BEGIN Data for processing
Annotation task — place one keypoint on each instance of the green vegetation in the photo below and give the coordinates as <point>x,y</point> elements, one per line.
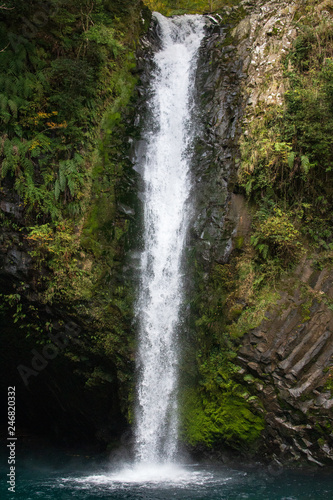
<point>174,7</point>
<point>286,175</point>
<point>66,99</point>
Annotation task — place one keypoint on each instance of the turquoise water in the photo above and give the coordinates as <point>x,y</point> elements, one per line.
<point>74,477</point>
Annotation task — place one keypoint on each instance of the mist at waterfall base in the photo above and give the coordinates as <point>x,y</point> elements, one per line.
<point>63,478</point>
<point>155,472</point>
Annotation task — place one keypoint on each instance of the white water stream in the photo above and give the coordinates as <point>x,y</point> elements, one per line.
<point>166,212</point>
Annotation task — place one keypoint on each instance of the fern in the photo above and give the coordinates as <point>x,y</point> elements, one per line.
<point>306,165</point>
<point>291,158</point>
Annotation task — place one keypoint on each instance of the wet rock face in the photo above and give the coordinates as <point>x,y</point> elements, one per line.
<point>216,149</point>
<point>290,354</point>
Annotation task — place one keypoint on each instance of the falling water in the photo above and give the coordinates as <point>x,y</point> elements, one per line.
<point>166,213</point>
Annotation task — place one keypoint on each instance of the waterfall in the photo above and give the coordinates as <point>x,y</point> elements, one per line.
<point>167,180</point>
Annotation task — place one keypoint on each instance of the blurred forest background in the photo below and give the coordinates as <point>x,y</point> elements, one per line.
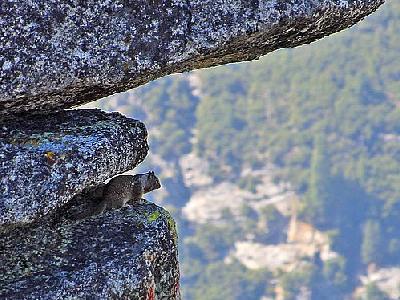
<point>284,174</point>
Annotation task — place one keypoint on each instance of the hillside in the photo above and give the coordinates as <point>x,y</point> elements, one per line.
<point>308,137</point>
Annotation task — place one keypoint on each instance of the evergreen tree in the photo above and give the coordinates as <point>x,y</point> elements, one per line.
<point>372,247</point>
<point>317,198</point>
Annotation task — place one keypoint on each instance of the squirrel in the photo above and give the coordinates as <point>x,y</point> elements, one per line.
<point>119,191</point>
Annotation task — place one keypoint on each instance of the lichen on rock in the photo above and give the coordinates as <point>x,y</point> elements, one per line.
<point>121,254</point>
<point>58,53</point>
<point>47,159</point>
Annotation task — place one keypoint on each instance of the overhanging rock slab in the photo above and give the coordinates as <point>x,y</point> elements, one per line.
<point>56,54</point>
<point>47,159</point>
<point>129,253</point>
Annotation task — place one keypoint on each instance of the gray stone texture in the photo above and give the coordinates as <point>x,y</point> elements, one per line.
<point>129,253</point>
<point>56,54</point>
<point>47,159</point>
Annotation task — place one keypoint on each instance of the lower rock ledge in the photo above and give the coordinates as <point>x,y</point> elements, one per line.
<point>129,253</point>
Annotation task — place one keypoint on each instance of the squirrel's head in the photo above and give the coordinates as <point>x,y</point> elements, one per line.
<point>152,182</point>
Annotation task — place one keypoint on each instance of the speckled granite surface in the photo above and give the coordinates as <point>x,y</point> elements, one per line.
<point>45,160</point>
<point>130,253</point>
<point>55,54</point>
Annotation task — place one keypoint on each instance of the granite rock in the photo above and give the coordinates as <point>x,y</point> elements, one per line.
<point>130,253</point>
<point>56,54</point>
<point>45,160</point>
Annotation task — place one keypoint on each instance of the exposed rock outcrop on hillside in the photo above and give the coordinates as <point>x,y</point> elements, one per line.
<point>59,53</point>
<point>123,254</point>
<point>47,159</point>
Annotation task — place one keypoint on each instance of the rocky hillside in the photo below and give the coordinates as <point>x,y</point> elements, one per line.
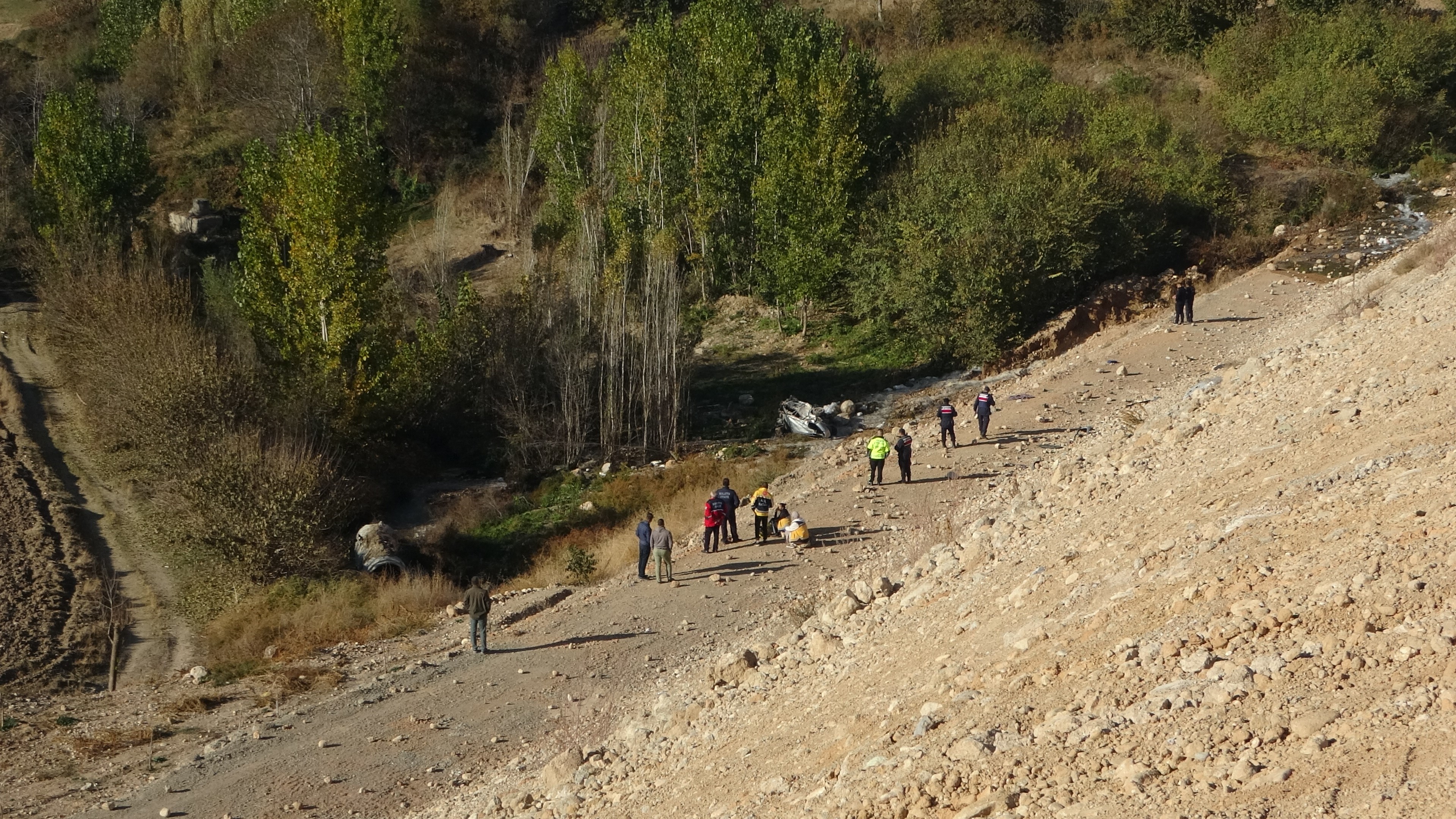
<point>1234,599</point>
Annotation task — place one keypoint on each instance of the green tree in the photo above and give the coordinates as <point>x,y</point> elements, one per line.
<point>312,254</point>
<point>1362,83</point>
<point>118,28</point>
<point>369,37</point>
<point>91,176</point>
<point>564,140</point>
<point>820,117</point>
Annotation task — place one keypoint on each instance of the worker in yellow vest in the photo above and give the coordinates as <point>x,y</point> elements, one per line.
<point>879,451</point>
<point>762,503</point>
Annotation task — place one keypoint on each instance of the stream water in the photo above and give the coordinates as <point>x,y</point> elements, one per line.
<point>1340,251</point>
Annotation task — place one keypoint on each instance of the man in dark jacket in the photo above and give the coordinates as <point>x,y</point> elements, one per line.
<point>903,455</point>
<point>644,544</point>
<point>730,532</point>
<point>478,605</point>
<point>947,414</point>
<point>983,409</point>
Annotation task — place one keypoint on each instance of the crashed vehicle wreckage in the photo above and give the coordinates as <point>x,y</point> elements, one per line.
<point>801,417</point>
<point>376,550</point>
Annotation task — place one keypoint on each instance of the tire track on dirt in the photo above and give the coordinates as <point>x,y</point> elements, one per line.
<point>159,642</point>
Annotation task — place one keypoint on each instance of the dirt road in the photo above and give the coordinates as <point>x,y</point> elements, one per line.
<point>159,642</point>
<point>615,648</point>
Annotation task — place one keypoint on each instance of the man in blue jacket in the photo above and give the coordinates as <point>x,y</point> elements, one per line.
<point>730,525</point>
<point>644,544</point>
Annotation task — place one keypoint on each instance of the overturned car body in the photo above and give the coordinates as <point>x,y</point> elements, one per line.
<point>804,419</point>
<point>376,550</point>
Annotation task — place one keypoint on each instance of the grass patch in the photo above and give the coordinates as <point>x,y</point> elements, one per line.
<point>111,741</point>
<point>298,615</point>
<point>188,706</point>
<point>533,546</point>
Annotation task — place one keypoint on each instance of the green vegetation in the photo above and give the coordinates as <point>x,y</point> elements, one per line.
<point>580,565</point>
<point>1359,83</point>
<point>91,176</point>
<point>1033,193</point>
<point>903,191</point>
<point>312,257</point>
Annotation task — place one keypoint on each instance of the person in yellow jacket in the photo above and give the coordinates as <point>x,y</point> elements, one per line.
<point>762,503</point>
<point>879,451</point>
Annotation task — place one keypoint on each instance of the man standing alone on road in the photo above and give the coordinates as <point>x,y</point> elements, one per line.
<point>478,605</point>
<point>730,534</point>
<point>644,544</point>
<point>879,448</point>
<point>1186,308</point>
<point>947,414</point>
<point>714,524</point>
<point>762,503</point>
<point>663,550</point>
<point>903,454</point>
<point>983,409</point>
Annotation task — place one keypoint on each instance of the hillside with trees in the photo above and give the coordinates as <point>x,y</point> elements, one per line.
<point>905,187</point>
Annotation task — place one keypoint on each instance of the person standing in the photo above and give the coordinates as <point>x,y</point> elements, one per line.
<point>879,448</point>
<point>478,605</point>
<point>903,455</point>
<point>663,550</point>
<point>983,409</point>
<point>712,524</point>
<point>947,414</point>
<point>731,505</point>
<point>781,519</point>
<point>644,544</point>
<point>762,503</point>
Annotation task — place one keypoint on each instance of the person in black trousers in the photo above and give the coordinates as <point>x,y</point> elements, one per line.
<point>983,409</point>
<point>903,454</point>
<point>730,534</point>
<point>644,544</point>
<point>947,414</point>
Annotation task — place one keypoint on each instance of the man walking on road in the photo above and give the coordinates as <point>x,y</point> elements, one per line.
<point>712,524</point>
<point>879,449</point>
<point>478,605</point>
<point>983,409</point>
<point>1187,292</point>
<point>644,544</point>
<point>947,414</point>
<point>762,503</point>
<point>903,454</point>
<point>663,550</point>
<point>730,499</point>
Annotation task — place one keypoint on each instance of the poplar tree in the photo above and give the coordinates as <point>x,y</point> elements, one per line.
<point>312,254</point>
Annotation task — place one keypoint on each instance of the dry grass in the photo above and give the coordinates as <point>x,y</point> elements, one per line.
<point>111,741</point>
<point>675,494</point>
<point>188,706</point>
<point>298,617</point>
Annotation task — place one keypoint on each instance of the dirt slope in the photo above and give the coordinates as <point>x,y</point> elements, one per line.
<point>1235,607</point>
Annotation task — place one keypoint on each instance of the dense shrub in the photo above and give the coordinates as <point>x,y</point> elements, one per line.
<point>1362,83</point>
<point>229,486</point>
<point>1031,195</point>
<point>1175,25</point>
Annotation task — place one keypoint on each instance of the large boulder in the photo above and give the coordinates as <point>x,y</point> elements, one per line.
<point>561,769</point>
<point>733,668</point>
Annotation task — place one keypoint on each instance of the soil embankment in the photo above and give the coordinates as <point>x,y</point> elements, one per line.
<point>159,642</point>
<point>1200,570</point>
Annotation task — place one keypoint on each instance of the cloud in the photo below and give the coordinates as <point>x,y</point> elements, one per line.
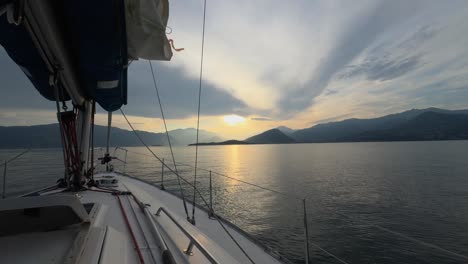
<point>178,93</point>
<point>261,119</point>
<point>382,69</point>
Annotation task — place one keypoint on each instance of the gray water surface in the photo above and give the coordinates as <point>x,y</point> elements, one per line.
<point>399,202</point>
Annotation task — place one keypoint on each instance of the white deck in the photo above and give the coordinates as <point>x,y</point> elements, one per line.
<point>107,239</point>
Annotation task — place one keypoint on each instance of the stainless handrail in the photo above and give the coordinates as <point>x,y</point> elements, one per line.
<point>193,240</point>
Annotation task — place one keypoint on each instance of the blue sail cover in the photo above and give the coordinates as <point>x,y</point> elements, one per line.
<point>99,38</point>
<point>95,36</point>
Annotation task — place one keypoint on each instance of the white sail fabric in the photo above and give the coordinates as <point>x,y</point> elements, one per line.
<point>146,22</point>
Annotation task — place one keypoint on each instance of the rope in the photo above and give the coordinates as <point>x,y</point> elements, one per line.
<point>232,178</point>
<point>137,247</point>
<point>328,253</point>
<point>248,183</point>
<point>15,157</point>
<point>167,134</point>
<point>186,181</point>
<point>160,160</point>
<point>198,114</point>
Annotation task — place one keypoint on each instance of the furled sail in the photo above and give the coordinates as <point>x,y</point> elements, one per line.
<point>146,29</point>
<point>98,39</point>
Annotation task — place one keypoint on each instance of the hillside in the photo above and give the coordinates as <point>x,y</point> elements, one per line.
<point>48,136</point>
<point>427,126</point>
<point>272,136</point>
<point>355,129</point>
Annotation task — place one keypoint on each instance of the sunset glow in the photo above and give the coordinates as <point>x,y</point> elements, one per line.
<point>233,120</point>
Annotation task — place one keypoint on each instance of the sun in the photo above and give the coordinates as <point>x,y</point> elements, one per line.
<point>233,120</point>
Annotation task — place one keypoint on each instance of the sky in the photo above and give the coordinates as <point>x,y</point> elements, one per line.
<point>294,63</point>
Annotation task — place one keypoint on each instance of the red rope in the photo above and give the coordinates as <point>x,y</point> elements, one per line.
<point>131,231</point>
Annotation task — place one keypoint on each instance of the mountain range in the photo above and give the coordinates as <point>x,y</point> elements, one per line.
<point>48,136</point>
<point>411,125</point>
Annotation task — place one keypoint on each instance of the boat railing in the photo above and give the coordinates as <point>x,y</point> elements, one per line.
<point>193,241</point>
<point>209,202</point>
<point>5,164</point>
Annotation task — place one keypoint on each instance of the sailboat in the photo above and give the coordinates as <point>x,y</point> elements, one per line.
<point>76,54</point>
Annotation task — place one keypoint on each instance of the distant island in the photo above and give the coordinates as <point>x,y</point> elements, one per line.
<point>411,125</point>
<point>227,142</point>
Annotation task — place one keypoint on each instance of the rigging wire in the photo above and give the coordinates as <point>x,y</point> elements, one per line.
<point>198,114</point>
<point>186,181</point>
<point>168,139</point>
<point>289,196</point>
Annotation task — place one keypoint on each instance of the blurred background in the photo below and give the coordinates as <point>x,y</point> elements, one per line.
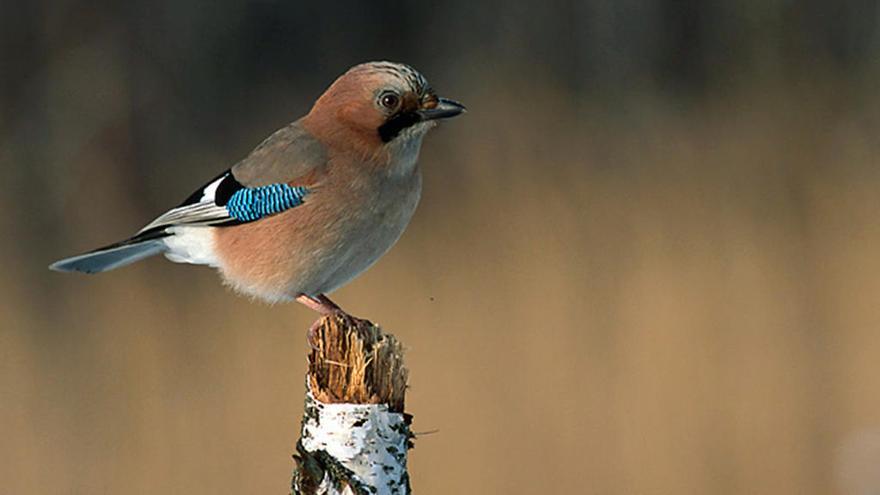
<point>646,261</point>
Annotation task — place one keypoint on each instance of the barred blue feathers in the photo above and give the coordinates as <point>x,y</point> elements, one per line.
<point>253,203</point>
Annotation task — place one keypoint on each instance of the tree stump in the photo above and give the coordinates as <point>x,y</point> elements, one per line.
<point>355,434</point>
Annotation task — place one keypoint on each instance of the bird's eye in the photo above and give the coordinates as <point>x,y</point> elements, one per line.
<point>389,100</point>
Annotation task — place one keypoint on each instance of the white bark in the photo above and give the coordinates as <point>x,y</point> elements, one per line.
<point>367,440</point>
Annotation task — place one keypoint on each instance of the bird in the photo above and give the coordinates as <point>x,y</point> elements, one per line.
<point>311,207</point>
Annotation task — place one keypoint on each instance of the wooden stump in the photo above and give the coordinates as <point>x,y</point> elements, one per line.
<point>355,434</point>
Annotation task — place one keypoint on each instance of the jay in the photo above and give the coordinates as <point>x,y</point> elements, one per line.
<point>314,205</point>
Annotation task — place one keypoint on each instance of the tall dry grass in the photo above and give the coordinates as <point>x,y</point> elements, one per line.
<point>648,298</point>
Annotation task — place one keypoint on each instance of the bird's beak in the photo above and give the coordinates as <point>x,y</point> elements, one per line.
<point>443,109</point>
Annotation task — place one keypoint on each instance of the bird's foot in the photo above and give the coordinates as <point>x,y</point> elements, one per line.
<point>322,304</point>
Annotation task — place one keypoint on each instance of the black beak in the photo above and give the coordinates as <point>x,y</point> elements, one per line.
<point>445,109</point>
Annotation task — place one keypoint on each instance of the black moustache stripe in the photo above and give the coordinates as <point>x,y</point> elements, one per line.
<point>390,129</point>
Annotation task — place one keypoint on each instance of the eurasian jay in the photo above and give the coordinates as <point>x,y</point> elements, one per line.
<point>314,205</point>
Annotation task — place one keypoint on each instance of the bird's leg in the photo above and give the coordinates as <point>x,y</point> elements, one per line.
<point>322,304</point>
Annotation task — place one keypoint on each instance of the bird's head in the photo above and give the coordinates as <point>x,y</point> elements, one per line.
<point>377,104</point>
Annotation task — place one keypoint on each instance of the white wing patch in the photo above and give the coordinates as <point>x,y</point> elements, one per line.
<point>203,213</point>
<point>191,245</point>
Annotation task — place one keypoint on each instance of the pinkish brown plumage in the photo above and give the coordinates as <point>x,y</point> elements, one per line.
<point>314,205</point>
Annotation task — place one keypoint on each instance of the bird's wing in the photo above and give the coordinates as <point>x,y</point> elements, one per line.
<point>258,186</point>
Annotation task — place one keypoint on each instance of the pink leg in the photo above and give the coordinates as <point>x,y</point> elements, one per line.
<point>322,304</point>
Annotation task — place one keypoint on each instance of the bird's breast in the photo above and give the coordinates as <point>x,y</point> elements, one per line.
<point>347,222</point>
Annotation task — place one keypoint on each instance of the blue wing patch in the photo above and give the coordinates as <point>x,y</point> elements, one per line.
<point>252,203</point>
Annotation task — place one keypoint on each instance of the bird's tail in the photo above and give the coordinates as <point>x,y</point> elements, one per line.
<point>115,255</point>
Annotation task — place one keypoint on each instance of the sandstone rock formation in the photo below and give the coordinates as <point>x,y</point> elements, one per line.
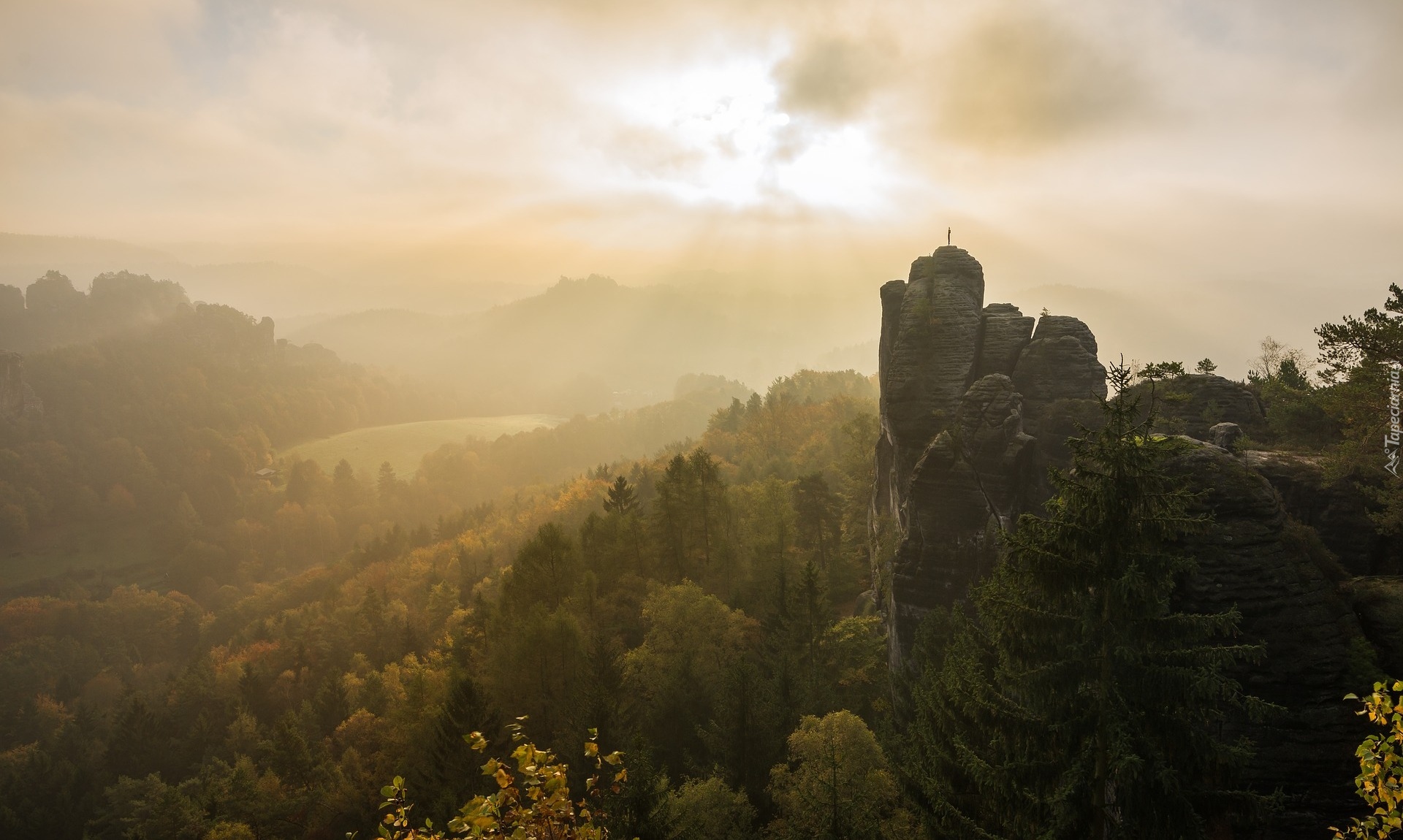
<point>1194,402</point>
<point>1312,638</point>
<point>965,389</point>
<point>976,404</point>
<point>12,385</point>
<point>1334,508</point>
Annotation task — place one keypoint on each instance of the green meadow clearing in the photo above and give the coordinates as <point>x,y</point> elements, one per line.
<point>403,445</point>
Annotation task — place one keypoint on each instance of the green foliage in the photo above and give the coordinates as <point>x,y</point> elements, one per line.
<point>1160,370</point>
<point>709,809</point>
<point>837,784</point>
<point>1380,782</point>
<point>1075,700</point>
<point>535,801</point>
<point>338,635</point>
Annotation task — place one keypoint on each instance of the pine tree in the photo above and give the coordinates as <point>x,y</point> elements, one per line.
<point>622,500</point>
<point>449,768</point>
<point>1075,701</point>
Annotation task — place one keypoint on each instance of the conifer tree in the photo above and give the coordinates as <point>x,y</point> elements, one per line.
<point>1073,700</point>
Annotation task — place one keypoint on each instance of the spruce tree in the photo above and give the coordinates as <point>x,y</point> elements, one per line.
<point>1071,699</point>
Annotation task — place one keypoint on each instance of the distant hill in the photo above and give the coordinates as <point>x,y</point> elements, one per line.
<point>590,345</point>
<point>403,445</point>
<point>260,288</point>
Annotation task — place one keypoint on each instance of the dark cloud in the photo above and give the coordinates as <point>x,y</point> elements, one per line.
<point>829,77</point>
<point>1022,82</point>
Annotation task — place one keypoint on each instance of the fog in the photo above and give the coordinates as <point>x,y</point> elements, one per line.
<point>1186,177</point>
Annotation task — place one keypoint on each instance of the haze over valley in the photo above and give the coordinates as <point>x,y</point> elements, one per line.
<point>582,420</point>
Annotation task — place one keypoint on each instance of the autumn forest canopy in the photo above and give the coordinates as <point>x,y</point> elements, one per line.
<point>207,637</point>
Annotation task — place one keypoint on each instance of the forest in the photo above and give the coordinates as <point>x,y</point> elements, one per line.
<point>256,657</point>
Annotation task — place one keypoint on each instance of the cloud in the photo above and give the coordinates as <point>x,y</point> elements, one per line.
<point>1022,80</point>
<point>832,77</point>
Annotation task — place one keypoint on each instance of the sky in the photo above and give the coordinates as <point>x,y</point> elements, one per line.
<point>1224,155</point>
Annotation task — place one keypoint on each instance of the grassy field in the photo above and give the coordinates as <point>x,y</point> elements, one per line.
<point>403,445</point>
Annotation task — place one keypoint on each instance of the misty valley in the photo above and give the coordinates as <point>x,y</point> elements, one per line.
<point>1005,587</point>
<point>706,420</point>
END Data for processing
Could you rewrite the lines starting at the first one and ending at the line that contains "<point>155,472</point>", swapping "keypoint" for "marker" and leaving everything else unchanged? Leave the pictures out.

**Exercise answer**.
Annotation task — place one marker on each instance of the green vegetation in the photo below and give the coordinates as <point>x,y</point> elements, one per line.
<point>174,7</point>
<point>286,175</point>
<point>66,99</point>
Annotation task — place one marker on each instance of the turquoise water in the photo above and give the coordinates as <point>x,y</point> elements, one per line.
<point>74,477</point>
Annotation task — place one marker on each instance of the mist at waterfall base in the photo above and give the coordinates as <point>x,y</point> elements, one per line.
<point>63,478</point>
<point>155,472</point>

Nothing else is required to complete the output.